= Beginning of Section =

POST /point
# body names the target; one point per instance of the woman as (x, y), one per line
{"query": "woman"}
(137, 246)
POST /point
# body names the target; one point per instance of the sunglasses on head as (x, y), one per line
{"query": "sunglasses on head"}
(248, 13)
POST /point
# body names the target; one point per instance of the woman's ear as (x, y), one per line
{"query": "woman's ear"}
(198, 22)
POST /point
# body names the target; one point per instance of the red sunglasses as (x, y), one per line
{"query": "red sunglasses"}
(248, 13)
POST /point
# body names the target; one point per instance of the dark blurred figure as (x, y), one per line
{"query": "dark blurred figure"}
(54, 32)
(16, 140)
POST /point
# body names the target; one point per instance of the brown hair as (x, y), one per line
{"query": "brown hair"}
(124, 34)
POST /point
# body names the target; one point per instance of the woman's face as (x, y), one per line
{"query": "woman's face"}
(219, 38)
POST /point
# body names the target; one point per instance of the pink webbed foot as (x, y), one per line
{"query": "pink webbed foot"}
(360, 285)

= End of Section =

Retype word for word the lines running from the line containing "ear as (x, y), one per line" to the end of the listing, and only those.

# body names the target; one point per instance of the woman's ear as (x, y), one per line
{"query": "woman's ear"}
(198, 22)
POST /point
# body names the target; one point per instance of the red sunglasses as (x, y), one per line
{"query": "red sunglasses"}
(248, 13)
POST /point
# body names the target; one point per instance of the dark blurred figure as (x, y), one per line
{"query": "dark blurred figure"}
(54, 32)
(16, 140)
POST /point
# body names the target; one point per instance of the brown hair as (x, y), one per line
{"query": "brown hair"}
(124, 34)
POST /point
# body names the target; one point per instance of the woman's face as (x, y), one per line
{"query": "woman's face"}
(219, 38)
POST /point
# body names the target; one point per instance of the pink webbed foot as (x, y), one per line
{"query": "pink webbed foot"}
(360, 285)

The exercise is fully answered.